— Begin —
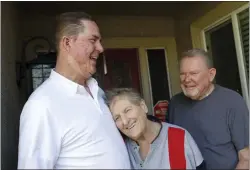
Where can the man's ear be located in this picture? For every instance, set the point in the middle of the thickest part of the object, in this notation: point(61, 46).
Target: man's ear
point(144, 106)
point(66, 43)
point(212, 73)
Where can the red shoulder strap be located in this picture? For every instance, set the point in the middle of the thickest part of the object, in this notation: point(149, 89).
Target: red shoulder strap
point(176, 148)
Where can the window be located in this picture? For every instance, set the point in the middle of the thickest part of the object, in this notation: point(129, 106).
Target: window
point(40, 69)
point(40, 73)
point(240, 24)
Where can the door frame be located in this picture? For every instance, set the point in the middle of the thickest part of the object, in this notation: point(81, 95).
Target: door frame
point(142, 44)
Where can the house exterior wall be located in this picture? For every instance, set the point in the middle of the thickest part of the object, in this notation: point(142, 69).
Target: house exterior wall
point(10, 97)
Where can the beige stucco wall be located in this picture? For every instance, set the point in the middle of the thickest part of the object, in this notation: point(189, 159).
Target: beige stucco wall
point(10, 102)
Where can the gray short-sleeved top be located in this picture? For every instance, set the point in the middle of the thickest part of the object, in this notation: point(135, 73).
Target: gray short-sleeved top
point(158, 156)
point(219, 125)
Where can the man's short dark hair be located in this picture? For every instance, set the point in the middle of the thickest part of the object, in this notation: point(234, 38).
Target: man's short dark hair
point(198, 52)
point(69, 24)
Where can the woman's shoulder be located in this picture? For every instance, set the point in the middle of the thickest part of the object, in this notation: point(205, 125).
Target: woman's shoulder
point(169, 126)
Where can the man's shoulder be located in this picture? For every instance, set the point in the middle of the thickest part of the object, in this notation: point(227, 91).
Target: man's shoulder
point(41, 98)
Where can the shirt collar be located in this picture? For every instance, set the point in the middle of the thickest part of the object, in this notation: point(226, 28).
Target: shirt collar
point(71, 86)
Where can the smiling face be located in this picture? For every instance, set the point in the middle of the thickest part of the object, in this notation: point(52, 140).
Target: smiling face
point(195, 77)
point(129, 118)
point(84, 49)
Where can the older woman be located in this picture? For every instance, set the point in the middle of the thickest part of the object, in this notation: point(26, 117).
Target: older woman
point(151, 144)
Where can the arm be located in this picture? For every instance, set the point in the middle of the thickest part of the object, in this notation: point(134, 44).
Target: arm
point(243, 159)
point(39, 140)
point(170, 112)
point(193, 153)
point(239, 129)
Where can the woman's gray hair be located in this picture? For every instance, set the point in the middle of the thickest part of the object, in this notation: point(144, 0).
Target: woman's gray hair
point(131, 94)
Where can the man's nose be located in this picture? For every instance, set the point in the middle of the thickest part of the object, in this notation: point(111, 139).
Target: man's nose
point(187, 78)
point(124, 120)
point(99, 47)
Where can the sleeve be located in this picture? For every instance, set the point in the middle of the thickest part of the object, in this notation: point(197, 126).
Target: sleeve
point(239, 124)
point(39, 139)
point(193, 153)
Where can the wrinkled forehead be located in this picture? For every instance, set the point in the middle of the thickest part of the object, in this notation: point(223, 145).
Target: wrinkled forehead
point(91, 28)
point(193, 63)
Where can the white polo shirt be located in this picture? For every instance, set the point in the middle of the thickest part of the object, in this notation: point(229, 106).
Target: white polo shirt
point(63, 127)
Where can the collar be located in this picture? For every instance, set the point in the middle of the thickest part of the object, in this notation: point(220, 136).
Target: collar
point(70, 86)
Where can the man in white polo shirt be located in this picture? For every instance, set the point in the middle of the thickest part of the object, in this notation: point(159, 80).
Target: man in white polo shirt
point(65, 123)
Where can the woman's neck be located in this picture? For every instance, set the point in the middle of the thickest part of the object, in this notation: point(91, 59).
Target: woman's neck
point(151, 132)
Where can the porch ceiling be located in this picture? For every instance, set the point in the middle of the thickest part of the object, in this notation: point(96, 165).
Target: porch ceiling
point(123, 8)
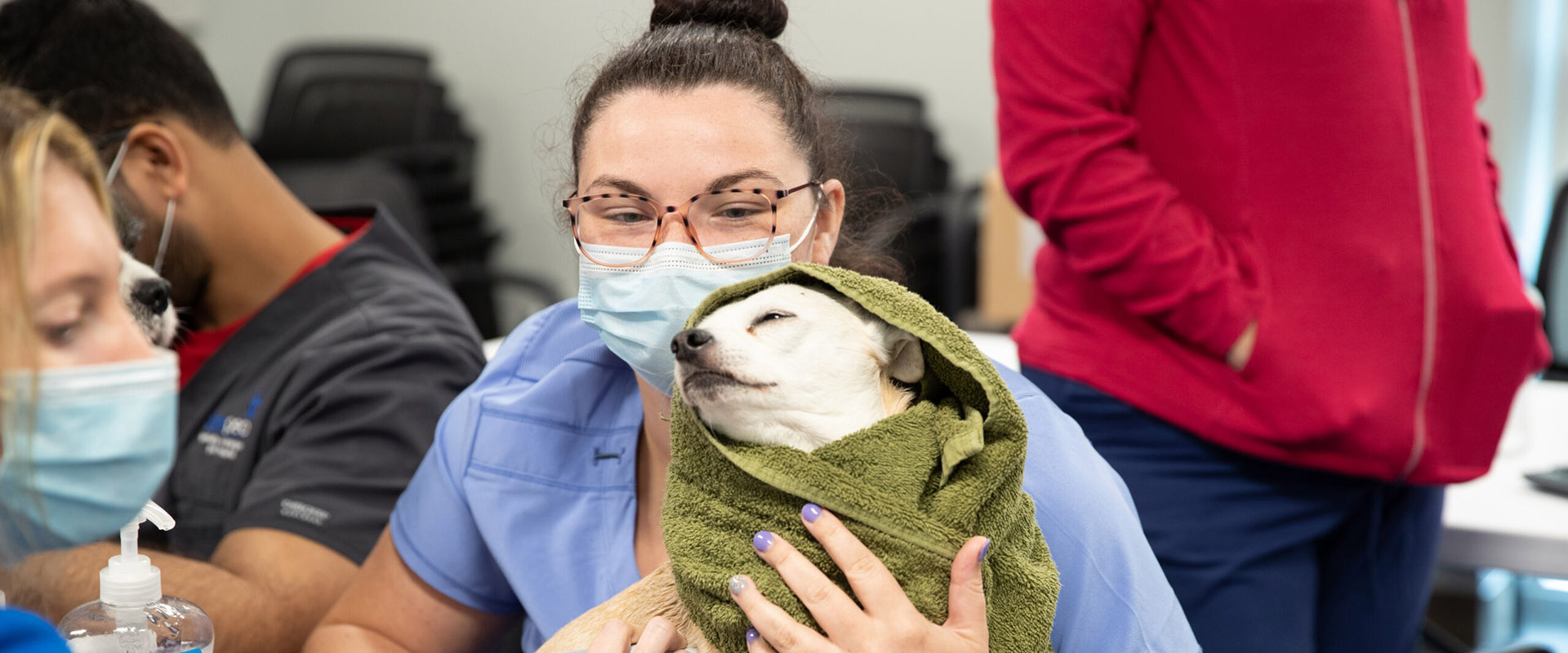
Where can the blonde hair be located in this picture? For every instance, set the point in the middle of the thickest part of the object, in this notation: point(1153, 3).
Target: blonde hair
point(30, 136)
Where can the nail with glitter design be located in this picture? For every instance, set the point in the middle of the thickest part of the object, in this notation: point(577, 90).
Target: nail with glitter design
point(763, 540)
point(809, 513)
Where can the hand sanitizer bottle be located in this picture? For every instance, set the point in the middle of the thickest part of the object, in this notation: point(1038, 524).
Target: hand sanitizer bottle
point(132, 614)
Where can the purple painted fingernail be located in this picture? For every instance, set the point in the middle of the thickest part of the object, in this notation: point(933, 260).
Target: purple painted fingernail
point(763, 540)
point(809, 513)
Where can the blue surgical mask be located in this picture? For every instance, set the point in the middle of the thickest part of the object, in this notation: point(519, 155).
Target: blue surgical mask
point(99, 443)
point(637, 310)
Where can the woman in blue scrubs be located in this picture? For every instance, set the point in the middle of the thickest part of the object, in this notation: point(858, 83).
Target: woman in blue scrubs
point(87, 411)
point(541, 495)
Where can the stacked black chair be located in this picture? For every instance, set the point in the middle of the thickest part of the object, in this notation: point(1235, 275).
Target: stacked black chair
point(893, 148)
point(336, 107)
point(1552, 281)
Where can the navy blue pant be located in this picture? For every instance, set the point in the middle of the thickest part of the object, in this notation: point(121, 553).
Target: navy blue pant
point(1267, 557)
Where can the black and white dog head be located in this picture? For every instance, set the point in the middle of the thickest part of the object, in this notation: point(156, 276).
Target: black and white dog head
point(148, 296)
point(143, 291)
point(799, 366)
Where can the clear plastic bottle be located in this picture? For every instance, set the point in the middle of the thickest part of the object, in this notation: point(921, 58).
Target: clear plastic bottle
point(132, 614)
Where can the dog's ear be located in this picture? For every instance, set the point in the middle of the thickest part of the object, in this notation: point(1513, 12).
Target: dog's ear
point(905, 361)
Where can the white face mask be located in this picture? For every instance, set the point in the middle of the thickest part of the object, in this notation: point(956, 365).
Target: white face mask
point(83, 453)
point(639, 310)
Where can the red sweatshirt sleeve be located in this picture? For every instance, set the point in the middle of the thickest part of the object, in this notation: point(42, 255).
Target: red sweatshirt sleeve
point(1063, 71)
point(1477, 90)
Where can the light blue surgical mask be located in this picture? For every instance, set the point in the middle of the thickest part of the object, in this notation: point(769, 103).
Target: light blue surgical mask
point(83, 453)
point(639, 310)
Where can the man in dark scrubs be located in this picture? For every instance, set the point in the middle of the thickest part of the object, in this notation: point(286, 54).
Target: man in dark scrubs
point(318, 353)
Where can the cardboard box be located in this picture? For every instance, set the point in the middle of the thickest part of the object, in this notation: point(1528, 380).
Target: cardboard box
point(1009, 242)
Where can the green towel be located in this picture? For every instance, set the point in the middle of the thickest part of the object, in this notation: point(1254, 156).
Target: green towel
point(913, 487)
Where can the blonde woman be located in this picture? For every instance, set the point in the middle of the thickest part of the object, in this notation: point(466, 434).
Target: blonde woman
point(87, 409)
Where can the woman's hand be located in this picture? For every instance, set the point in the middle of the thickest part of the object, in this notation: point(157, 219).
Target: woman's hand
point(618, 636)
point(888, 622)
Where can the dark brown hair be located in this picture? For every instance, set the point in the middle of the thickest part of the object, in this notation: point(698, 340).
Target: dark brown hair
point(702, 42)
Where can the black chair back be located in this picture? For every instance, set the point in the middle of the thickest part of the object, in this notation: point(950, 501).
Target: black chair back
point(337, 102)
point(1551, 278)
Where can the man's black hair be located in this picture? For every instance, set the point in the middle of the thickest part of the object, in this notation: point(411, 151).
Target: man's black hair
point(109, 64)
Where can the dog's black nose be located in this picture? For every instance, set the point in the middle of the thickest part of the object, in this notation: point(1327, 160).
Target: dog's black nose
point(688, 342)
point(153, 293)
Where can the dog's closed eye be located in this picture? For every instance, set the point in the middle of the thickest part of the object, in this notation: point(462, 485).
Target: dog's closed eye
point(770, 317)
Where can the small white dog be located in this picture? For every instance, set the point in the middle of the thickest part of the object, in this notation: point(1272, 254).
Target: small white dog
point(795, 366)
point(787, 365)
point(143, 290)
point(148, 298)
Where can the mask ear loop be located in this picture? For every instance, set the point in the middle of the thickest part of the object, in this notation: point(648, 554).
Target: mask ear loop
point(163, 238)
point(816, 209)
point(114, 168)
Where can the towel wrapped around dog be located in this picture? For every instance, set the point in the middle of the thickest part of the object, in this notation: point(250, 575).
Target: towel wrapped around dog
point(913, 487)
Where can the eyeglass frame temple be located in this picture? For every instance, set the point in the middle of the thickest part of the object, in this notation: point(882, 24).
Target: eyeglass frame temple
point(659, 223)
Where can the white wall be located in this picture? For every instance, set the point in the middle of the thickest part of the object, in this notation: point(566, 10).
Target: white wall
point(1526, 104)
point(510, 63)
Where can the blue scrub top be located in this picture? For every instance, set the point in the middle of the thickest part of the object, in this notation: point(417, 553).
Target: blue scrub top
point(528, 501)
point(27, 633)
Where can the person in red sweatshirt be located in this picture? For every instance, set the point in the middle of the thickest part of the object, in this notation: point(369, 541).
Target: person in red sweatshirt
point(1276, 291)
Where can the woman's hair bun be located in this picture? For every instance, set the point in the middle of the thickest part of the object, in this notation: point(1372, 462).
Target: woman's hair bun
point(761, 16)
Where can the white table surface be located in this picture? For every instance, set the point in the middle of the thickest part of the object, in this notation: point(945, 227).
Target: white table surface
point(1501, 520)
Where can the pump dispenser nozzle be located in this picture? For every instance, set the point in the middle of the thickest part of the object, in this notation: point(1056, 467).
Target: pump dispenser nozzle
point(131, 578)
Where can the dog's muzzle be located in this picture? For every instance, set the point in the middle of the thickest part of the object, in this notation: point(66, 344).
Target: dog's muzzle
point(151, 293)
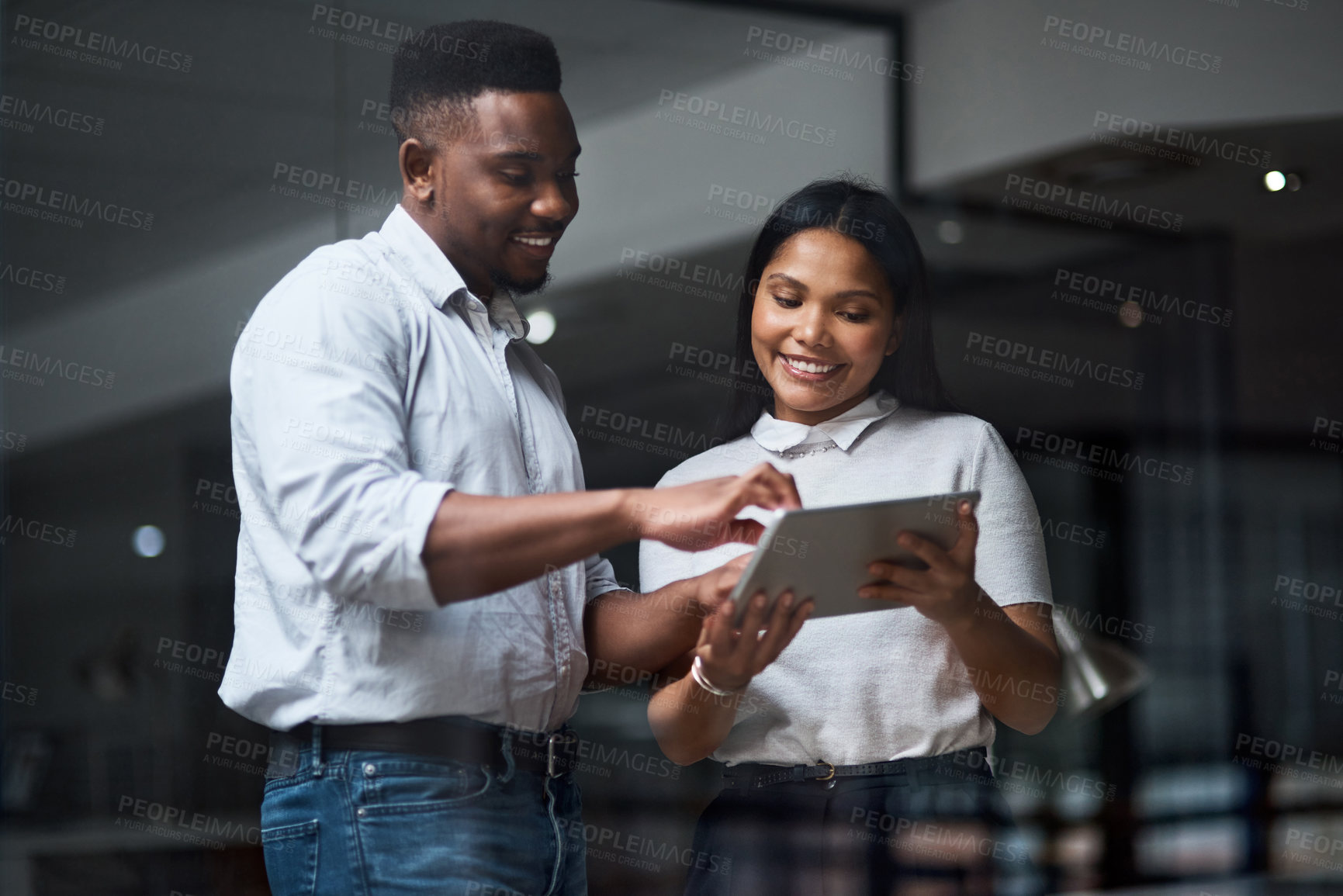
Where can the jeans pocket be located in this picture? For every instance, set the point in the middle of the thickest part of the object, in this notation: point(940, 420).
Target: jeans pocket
point(402, 787)
point(292, 859)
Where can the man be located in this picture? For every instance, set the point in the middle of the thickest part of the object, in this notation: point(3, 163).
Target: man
point(418, 585)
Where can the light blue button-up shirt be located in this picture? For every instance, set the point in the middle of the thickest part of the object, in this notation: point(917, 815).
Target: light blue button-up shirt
point(367, 385)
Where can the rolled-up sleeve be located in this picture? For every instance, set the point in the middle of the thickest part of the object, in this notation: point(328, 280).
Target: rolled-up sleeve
point(320, 382)
point(599, 576)
point(1010, 555)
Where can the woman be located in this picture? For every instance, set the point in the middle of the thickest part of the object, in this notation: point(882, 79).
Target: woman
point(856, 756)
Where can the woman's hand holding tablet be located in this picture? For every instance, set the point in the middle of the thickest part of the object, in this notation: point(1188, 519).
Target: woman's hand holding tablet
point(826, 552)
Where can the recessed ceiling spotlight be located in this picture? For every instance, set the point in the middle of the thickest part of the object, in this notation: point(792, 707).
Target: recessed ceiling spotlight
point(148, 540)
point(542, 327)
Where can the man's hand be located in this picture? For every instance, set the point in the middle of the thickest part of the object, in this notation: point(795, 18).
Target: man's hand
point(703, 515)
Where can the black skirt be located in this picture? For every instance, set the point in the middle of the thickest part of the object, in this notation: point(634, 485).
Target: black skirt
point(935, 825)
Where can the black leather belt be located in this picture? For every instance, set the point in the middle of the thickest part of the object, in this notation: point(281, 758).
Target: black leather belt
point(753, 776)
point(445, 738)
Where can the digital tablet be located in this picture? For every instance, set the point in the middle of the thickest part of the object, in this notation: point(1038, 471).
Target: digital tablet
point(823, 552)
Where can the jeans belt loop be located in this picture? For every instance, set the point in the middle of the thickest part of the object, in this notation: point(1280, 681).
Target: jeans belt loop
point(562, 736)
point(317, 750)
point(507, 747)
— End —
→ Your objective
Render everything from the line containing "Where can the digital" down to the end of the records as a numbered list, leaving out any blank lines.

→ Answer to the problem
1. Where can the digital tablet be located in this picture? For every instance, set the point in the middle of the thickest part of the object, in this notation: point(1038, 471).
2. Target: digital tablet
3. point(823, 552)
4. Where can the jeans belt loop be located in this picture? For every instance, set the point in the middle of the thickest part of the object, in this notation: point(1280, 681).
5. Target: jeans belt loop
6. point(562, 736)
7. point(317, 750)
8. point(507, 747)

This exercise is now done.